## Text provided
■ ■ ■

# Statutory Declaration in USA for ACS



## Need_AUS_PR (Apr 1, 2017)

Hi All,

Good day. I am working in a reputed organisation as a full timer which is US based. I am in the process of applying PR to AUS. My current US based employer refused to provide the roles and responsibility certificate and as an alternate i was recommended to get a statutory declaration. Does anyone know how to get the same. 
Looks like in India i will get it done through a Government Stamp paper but not sure how to do it in US. 
Any help is greatly appreciated. 

Thank you.


----------



## Ajeet (Nov 24, 2015)

Need_AUS_PR said:


> Hi All,
> 
> Good day. I am working in a reputed organisation as a full timer which is US based. I am in the process of applying PR to AUS. My current US based employer refused to provide the roles and responsibility certificate and as an alternate i was recommended to get a statutory declaration. Does anyone know how to get the same.
> Looks like in India i will get it done through a Government Stamp paper but not sure how to do it in US.
> ...


Here is ACS guideline:

*I cannot provide a reference from my employer. Will you accept anything else?*
If you are Unable to Obtain an Employment Reference
If you are unable to obtain an employment reference on a company letterhead from your employer, a
third party official Statutory Declaration written by work colleague may be considered.
The Statutory Declaration must be written by a third party work colleague; NOT written by yourself.
Self-written statements submitted as a Statutory Declaration will be assessed as not suitable.
A Statutory Declaration written by a work colleague needs to describe the working relationship with you
and supply details of your duties performed with relevant dates of employment. It is preferable that the
work colleague writing the Statutory Declaration be at a supervisory level.
Acceptance of Statutory Declarations in place of employment references will be subject to the
verification and discretion of the ACS and noted to the Department of Immigration and Border
Protection for authentication against fraud and plagiarism.
Important Note: Self-written statements submitted as a Statutory Declaration will be assessed as not suitable.
Self-references in the form of a Statutory Declaration cannot be accepted as evidence of employment. Statutory
Declarations must be written by a third party work colleague and signed by an authorised witness to be considered
suitable.
Statutory Declarations
A Statutory Declaration is a written statement declared to be true in the presence of an authorised
witness.
All Statutory Declarations must be clearly signed by an authorised witness to be considered for
assessment: List of Authorised Witnesses
Australian Statutory Declaration for use within Australia: Statutory Declaration
For Overseas Statutory Declaration,* please refer to the legal standard within the country you are applying from.*


----------



## Need_AUS_PR (Apr 1, 2017)

Thank you so much for your reply. 
Does it need to be in a Stamp paper(Govt printed legal paper) or just an normal A4 Sheet wherein we can represent the roles and responsibilities and get it attested by a Notary Public. ??

■ ■ ■

## Raw data
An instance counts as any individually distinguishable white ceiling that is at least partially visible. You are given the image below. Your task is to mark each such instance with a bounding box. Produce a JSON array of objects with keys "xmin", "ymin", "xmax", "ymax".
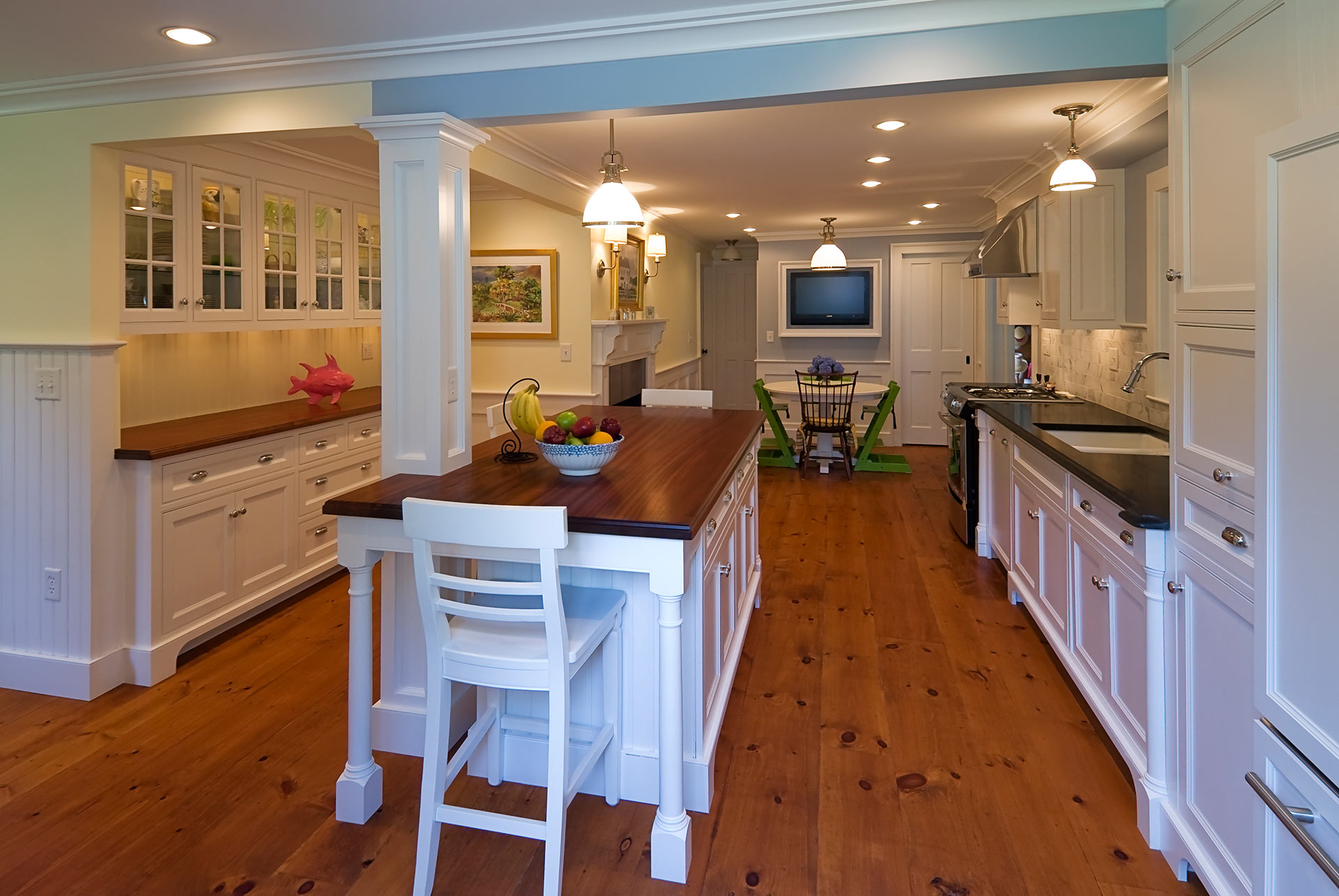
[{"xmin": 494, "ymin": 79, "xmax": 1166, "ymax": 241}]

■ ■ ■

## Goals
**1.** In the forum thread about statutory declarations for ACS, who must sign a Statutory Declaration for it to be considered for assessment?
**2.** What details does the forum thread about statutory declarations for ACS say a work colleague's Statutory Declaration needs to describe or supply? List them all.
**3.** Continue the forum thread about statutory declarations for ACS from where it stops.

## Written answers
**1.** An authorised witness.

**2.**
- The working relationship with the applicant
- Details of the duties performed
- Relevant dates of employment

**3.**
----------



## Ajeet (Nov 24, 2015)

Need_AUS_PR said:


> Thank you so much for your reply.
> Does it need to be in a Stamp paper(Govt printed legal paper) or just an normal A4 Sheet wherein we can represent the roles and responsibilities and get it attested by a Notary Public. ??


Yes, do complete the SD as per the requirements and then get it attested by a Notary.


----------



## andreyx108b (Mar 15, 2015)

Ajeet said:


> Yes, do complete the SD as per the requirements and then get it attested by a Notary.


as far as i know legal term for such paper in the US is affidavit, i heard people get issues when requesting SD in the US. (post here on the forum)


----------



## Need_AUS_PR (Apr 1, 2017)

Thanks for all your replies. So you mean to say that i can use the simple A4 sheet and write in a format and get it attested by a notary. 
If its otherwise please advise.

Also if you could provide me the sample SD to be used in US that would be really helpful. Thanks.


----------



## NeenaJohnBritto (Mar 16, 2017)

Need_AUS_PR said:


> Thanks for all your replies. So you mean to say that i can use the simple A4 sheet and write in a format and get it attested by a notary.
> If its otherwise please advise.
> 
> Also if you could provide me the sample SD to be used in US that would be really helpful. Thanks.


____________________________
--------------------------------------------------------------------------------

Have you got the statutary declaration. I am yet to get one. Is it enough to get my manager s signature in a A4 Sheet and attested by a notary public???


----------



## andreyx108b (Mar 15, 2015)

NeenaJohnBritto said:


> ____________________________
> 
> --------------------------------------------------------------------------------
> 
> ...




It has to follow a requested format. SD format differs from country to country - please check guidance. Usually a person signing will need to be present in front of notary.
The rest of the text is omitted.